::: Extrait source :::

Il se trouve que ce rien que je n’ai pas vu, cette absence, me taraude. Le silence est criant et je n’arrive pas à me défaire de l’irritation qu’il me laisse à l’oreille; je tique, à répétition. La jeune fille est éjectée : c’est de bonne guerre (comme j’en ai lu la remarque je ne sais plus où), comment aurait-il pu en aller autrement, elle n’allait pas s’en aller gentiment parce qu’on le lui demandait, ni on n’allait la laisser s’emparer de la soirée. Donc on la prend par les jambes et par les bras et on la sort. C'est du spectacle - précisément.

Que l’éjection soit à son tour éjectée du récit officiel: ce que les téléspectateurs voient du spectacle de la soirée, est, en revanche, une autre affaire ; un autre niveau de silence, un autre enjeu. Il faudrait dire haut et fort, publiquement, que le spectacle est un faux : spectateurs, sachez ce que vous recevez. Est-ce que les critères se sont durcis, la TV de Bolloré tolérant de moins en moins les interruptions intempestives ? Car avant il me semble qu’on ne coupait pas si vite… Ou bien est-ce la nature du message qui fait aussitôt coupure : qu’elle sorte de là, ça précisément on ne veut pas en entendre parler ? (vu la rapidité de décision nécessaire pour couper, je pencherais plutôt pour la première possibilité, malgré mes désirs d’interprétation qui vont vers la seconde ; j’imagine que le, les réalisateurs de la soirée, préférant prévenir que guérir quant à leur propre position dans la chaîne, la chaîne de décision et la chaîne de diffusion, ont jugé qu’il valait mieux couper EN TOUT CAS).

EN TOUT CAS, ce qui, moi, me taraude, ce n’est pas le fait du prince et de ses sbires, qui se dépêchent d’effacer ce qui pourrait fâcher ; c’est l’absence totale de réaction de ceux qui, eux, ont effectivement assisté à la scène. Ceux pour qui on ne pouvait pas couper, pas remonter, parce qu’ils étaient là, avec leurs yeux et leurs oreilles. Et... C'est là que je dois respirer un instant - parce que c'est là que c'est fou - réellement fou. Ceux-là: rien. Personne n’en a dit mot, si je ne me trompe ? Ni dans la salle ni sur scène ? Pas de brouhaha, pas de protestations, pas de relais du message, à aucun moment ?

Adèle Haenel se lève et se casse et une partie de la salle la suit ; mais une jeune fille nous rappelle que nous allons tous crever si nous continuons de cette manière, si nous laissons rouler la machine telle qu’elle roule (tous, les moins nantis en premier, tout de même, et les invités à la fête ne sont pas les moins nantis, même les moins nantis d’entre eux), et personne ne bronche, rien, nada.

:::

Consigne:
Écrivez la suite du texte ci-dessus sur l'éjection de la jeune fille pendant la soirée, en reprenant après sa dernière phrase.

::: Entrées répertoriées :::

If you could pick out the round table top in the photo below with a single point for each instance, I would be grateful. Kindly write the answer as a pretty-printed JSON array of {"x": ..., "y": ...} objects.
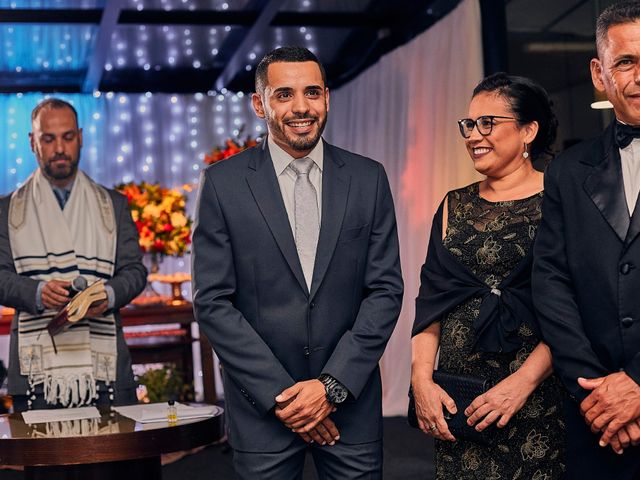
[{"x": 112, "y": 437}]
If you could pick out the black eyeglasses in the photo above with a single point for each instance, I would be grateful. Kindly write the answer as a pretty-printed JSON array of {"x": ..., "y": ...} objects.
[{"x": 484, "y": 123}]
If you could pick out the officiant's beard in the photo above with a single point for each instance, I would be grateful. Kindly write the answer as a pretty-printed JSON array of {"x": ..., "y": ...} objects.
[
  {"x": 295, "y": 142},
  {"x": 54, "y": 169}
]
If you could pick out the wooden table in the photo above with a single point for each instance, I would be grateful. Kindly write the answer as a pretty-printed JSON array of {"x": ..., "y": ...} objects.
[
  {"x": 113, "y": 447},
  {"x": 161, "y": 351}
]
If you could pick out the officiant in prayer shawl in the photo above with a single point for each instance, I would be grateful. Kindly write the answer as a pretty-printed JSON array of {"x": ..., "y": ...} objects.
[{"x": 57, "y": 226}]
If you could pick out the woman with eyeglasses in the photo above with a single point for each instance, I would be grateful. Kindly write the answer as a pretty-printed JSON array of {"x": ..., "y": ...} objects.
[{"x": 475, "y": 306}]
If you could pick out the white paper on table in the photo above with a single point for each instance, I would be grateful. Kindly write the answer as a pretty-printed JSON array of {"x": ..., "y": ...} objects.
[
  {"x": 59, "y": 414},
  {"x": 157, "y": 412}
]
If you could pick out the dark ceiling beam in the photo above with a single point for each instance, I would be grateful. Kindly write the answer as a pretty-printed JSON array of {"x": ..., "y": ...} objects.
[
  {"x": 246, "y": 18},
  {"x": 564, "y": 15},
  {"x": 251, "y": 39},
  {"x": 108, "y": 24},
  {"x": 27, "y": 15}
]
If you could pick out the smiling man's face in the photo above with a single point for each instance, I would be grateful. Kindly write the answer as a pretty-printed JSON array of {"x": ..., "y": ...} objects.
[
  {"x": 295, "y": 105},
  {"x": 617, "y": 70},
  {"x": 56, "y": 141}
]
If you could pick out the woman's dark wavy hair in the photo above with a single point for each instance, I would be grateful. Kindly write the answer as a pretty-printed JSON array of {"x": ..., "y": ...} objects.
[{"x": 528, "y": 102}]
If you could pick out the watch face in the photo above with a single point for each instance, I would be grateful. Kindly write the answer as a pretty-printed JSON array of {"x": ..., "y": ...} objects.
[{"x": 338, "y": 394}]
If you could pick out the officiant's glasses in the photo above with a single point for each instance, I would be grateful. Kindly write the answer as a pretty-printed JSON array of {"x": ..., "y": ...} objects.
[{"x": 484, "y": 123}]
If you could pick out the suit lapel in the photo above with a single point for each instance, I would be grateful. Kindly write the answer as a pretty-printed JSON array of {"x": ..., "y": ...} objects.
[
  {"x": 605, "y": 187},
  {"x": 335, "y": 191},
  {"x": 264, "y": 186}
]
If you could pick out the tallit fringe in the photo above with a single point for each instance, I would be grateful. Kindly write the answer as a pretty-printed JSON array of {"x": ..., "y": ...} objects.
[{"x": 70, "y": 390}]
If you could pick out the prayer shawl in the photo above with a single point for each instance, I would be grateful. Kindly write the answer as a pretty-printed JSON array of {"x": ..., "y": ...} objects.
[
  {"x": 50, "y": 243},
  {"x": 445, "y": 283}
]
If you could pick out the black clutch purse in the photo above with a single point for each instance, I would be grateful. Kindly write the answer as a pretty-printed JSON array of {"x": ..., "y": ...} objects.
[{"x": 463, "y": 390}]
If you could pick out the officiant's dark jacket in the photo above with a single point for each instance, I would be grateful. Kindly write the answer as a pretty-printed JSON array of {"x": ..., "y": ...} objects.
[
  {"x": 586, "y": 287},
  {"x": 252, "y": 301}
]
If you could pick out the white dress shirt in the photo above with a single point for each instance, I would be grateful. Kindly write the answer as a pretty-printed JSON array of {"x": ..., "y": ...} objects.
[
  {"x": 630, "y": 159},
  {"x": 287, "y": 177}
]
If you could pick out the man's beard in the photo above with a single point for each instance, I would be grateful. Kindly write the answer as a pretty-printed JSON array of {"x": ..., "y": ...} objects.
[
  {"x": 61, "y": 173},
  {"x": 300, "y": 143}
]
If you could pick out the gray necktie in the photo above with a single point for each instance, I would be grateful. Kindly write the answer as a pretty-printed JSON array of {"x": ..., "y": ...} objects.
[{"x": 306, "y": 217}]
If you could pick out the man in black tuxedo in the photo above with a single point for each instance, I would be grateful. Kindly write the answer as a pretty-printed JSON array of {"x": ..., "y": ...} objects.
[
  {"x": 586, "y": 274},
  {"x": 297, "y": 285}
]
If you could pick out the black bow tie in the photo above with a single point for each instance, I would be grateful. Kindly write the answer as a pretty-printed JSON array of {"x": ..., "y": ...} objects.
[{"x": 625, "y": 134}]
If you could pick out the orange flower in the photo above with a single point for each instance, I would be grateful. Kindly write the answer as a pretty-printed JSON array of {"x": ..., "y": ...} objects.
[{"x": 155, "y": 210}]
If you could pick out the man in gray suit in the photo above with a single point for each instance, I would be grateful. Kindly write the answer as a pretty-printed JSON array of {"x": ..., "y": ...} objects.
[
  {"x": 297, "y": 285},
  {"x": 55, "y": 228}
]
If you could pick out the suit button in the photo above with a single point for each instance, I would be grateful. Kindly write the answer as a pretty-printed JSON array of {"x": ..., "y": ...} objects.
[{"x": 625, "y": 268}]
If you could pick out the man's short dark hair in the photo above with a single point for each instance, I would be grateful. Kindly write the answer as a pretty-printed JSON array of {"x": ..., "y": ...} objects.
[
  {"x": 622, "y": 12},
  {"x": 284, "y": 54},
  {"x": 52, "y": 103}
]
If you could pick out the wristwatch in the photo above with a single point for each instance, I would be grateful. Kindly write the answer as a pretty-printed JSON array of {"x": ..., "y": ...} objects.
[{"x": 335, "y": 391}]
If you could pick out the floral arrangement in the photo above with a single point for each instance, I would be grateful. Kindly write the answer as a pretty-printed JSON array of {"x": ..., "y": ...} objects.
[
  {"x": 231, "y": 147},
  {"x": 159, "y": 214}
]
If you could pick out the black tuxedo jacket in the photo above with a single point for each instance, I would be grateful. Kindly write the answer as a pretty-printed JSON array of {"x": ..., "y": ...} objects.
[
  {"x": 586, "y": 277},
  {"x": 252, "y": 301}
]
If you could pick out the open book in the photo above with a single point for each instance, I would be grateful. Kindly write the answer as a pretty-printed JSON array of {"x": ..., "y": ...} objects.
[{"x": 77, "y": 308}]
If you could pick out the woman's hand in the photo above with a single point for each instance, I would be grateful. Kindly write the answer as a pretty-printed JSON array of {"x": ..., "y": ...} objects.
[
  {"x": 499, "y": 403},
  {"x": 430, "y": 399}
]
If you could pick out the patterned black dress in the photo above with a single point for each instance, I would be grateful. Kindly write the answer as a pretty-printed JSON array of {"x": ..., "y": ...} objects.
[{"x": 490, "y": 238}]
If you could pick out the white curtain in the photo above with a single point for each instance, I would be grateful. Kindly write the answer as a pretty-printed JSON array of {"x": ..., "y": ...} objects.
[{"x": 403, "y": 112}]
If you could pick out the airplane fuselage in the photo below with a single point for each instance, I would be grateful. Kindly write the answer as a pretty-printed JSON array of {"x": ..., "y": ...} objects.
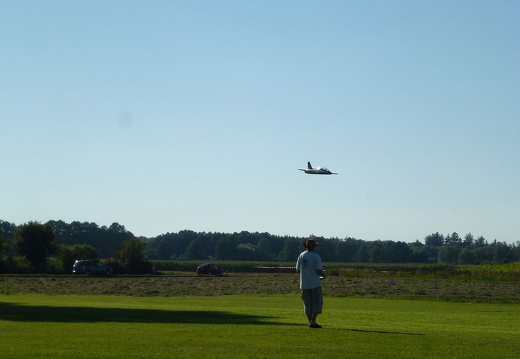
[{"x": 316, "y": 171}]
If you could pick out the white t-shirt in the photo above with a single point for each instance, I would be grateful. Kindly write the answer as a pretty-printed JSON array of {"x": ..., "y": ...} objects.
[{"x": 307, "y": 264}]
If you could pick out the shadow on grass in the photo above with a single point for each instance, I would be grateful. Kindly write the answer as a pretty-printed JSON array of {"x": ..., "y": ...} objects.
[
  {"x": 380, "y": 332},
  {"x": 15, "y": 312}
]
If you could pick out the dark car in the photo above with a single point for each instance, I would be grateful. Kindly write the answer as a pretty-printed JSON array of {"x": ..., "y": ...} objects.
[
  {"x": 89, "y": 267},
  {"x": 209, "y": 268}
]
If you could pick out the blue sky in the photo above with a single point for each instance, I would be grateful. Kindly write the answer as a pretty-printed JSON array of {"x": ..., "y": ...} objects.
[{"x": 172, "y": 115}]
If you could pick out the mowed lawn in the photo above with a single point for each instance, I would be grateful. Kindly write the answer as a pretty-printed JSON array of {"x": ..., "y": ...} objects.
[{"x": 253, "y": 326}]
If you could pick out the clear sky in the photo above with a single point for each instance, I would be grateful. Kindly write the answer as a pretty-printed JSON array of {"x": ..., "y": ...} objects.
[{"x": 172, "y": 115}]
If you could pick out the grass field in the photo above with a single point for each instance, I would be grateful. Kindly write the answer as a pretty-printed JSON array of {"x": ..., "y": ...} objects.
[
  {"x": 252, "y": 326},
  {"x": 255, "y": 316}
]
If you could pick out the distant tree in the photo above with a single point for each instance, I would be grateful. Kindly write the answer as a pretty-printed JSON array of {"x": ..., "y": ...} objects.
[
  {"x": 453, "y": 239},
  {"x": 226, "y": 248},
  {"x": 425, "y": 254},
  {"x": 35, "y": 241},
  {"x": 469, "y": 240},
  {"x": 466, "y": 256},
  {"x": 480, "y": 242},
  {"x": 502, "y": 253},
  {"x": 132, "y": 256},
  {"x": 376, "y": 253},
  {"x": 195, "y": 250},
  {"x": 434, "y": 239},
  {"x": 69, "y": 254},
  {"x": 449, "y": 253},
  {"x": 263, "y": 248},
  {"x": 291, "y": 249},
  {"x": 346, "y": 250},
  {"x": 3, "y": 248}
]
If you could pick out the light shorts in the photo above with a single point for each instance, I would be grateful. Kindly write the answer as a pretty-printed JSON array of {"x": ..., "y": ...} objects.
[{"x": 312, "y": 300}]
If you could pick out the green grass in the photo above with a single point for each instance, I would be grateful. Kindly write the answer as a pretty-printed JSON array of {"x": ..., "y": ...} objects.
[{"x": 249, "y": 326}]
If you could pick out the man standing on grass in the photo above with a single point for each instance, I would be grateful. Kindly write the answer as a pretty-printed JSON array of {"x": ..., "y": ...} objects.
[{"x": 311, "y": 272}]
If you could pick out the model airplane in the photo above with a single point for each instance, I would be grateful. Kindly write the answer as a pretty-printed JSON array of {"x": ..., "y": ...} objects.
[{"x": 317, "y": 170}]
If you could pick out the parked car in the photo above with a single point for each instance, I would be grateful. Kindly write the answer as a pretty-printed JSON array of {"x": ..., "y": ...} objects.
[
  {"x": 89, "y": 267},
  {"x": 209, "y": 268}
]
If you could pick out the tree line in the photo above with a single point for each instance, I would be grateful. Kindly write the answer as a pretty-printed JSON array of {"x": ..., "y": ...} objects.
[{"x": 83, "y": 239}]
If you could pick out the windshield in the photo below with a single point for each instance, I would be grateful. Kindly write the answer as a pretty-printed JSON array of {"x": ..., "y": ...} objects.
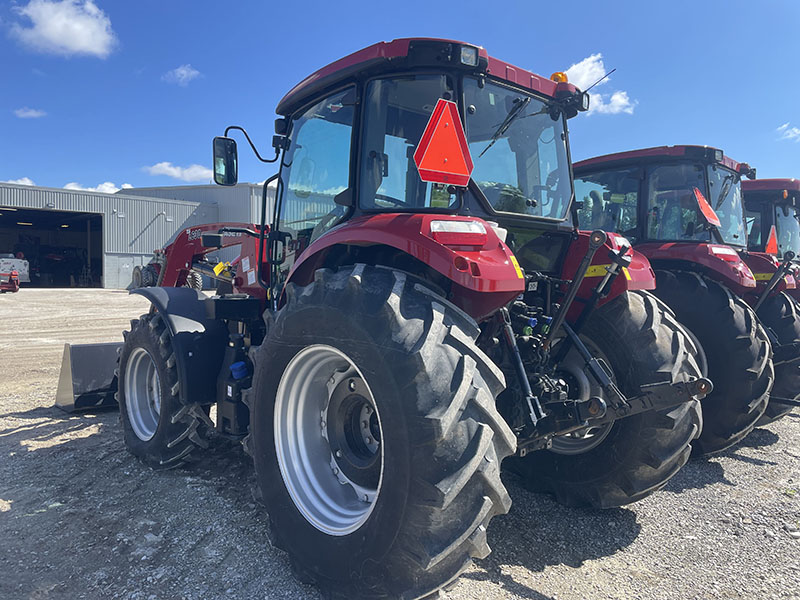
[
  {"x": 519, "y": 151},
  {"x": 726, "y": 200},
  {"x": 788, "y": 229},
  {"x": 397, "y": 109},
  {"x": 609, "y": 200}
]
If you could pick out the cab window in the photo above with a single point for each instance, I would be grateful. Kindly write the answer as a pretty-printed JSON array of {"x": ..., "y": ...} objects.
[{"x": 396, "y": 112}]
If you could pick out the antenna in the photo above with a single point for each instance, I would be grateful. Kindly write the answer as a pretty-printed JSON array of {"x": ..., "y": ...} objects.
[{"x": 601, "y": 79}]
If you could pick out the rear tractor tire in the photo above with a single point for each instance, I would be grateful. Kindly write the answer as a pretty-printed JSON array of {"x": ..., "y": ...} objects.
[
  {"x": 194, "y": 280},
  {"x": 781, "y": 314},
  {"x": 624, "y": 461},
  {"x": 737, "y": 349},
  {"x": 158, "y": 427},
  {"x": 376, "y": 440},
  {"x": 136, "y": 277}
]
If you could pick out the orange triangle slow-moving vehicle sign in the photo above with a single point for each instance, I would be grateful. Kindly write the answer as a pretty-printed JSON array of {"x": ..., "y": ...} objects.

:::

Réponse attendue:
Donc pas de brouhaha ; pas de rupture de la narration ; pas d’intervention sur scène. Pas un mot. Sans doute on chuchote entre fauteuils, ici et là… Mais lauréats et présentateurs se succèdent, émus ou rigolards ou tout ce qu’on veut, on va jusqu’à parler des retraites, de féminisme et de diversité oui on parle, bien entendu, mais de ce qui vient de se passer, non. Motus et bouche cousue. Une salle entière de gens dont une part non négligeable invite, le reste du temps, à coups de tribunes, de pétitions, parfois même de films, le reste des mortels (le commun des mortels) à se soucier d’écologie, de durabilité et de vertu; fait des films, oui, avec des militants, des expulsions par les pieds et les cheveux, des combats, du courage, des jeunes (les si beaux jeunes !), un message, des valeurs et des idéaux à partager, faire entendre - et ainsi de suite : mais au moment où l’un ou l’autre de ces gens pourrait se faire le relais public d’une parole d’urgence, en direct, devant les téléspectateurs (et devant ses confrères aussi, ce qui n'est pas sans poids) ? …personne n’ouvre la bouche. C’est tout de même frappant. Au bas mot. Ça raconte quelque chose.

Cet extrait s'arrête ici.